ACTIVITY: Copy exactly, and only, the lines that start at the line containing "find girl's hand." and end at the last line of the material below.

INFORMATION SUPPLIED:

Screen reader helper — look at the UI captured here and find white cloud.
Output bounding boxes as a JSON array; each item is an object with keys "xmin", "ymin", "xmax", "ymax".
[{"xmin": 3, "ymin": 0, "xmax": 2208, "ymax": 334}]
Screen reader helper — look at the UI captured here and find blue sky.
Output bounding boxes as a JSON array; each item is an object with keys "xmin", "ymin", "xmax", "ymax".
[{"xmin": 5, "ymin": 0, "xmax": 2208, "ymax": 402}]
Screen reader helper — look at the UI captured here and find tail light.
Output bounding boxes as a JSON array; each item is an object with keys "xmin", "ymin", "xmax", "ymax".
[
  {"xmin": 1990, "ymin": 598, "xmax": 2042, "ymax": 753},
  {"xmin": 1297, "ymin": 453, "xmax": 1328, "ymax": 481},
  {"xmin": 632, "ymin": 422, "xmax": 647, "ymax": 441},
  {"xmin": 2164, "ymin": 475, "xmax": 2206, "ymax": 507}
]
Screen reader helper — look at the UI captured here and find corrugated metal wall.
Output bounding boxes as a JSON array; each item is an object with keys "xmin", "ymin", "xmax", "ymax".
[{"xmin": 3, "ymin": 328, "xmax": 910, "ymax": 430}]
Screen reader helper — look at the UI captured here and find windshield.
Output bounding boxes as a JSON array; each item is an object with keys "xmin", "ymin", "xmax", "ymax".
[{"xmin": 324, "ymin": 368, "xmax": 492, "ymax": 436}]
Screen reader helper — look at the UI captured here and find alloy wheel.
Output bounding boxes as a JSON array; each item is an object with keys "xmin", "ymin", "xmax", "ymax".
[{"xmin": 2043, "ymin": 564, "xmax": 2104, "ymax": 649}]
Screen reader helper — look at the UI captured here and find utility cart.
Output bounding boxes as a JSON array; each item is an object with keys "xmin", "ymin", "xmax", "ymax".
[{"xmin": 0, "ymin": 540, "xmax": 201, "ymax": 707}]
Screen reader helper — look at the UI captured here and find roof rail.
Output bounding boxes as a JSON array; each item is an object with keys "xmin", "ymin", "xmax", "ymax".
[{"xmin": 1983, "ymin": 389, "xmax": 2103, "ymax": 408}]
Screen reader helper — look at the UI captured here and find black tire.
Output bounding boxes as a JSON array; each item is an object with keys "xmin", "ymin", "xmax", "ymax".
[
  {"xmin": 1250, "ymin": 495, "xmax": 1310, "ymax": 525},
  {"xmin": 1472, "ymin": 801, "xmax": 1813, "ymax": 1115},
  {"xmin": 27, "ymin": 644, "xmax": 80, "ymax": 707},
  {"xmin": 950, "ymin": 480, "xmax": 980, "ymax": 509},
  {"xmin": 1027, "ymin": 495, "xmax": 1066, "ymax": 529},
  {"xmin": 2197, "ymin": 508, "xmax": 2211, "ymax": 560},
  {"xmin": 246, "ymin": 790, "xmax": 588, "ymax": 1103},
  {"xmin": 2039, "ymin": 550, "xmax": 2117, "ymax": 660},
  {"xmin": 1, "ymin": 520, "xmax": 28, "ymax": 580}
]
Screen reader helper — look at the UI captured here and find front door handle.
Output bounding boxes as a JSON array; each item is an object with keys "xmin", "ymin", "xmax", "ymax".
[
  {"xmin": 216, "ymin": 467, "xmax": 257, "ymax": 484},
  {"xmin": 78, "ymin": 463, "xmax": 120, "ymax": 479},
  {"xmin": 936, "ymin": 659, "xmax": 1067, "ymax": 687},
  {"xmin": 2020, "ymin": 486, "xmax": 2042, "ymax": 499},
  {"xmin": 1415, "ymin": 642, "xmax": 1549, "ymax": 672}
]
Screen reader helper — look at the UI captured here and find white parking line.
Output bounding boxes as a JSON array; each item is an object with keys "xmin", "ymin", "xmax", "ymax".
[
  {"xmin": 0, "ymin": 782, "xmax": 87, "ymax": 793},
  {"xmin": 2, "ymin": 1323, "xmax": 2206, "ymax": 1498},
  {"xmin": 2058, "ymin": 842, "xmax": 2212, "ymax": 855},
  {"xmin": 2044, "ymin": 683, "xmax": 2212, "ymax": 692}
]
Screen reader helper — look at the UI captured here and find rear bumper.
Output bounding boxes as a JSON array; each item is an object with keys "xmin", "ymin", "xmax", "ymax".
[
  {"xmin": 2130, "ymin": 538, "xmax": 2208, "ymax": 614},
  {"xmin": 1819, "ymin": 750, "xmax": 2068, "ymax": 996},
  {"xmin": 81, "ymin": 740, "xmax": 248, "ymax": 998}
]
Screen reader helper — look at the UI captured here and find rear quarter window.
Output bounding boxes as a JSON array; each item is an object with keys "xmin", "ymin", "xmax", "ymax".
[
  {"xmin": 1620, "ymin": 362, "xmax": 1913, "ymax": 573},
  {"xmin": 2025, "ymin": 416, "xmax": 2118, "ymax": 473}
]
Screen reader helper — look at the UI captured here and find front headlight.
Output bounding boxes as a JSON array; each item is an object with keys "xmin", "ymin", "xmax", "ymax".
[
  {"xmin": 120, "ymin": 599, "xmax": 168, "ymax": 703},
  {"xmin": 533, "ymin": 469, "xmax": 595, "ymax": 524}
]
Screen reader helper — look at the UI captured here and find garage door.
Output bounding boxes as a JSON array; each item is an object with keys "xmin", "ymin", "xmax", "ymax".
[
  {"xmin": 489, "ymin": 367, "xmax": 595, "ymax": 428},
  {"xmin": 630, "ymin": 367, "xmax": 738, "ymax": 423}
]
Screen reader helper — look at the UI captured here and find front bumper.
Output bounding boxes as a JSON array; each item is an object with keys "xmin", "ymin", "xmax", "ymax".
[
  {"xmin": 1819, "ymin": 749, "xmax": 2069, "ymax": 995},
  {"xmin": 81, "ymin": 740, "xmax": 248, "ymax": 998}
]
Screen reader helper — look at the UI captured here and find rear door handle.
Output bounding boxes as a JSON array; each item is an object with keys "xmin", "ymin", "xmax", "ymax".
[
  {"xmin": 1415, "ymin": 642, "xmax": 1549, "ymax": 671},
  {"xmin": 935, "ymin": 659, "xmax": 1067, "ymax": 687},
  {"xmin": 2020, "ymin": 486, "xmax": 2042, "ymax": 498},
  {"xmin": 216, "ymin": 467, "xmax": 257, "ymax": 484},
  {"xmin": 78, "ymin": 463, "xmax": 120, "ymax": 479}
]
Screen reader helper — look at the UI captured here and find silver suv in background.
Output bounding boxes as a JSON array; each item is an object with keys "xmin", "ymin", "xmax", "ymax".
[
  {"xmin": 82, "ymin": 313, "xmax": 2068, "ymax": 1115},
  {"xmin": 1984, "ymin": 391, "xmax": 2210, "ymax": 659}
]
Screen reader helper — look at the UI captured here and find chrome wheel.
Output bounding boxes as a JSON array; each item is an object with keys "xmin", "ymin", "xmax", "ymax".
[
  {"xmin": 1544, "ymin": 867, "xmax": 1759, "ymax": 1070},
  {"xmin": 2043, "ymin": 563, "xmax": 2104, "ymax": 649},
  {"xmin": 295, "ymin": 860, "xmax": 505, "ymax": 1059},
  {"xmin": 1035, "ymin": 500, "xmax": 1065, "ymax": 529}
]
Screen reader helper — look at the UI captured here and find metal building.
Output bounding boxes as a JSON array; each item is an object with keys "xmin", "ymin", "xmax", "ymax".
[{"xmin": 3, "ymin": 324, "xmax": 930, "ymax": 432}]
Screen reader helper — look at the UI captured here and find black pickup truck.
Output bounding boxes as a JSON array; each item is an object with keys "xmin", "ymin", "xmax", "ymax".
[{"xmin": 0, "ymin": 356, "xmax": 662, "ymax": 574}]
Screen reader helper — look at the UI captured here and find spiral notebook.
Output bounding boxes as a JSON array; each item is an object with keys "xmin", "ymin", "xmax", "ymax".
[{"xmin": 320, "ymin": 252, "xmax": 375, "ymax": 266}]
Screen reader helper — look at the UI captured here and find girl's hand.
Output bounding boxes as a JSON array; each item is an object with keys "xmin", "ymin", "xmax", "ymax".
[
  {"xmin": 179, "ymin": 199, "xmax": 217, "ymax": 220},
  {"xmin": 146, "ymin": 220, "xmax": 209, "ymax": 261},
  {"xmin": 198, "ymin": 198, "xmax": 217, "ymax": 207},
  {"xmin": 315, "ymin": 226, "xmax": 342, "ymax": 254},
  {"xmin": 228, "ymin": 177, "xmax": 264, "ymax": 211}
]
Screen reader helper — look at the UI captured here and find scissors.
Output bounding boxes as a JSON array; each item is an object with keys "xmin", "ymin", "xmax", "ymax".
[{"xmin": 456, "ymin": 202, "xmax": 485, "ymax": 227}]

RESULT OF THE EXERCISE:
Screen reader helper — look at the UI captured here and find girl's hand.
Output bounding boxes as a JSON array; each item is an object with keys "xmin", "ymin", "xmax", "ymax".
[
  {"xmin": 179, "ymin": 199, "xmax": 217, "ymax": 220},
  {"xmin": 146, "ymin": 220, "xmax": 209, "ymax": 261},
  {"xmin": 198, "ymin": 198, "xmax": 217, "ymax": 207},
  {"xmin": 315, "ymin": 226, "xmax": 342, "ymax": 254},
  {"xmin": 228, "ymin": 177, "xmax": 264, "ymax": 211}
]
Screen reader helper — look at the UI captured here and find scissors.
Output bounding boxes as a JSON array; each item is an object with keys "xmin", "ymin", "xmax", "ymax".
[{"xmin": 456, "ymin": 202, "xmax": 485, "ymax": 227}]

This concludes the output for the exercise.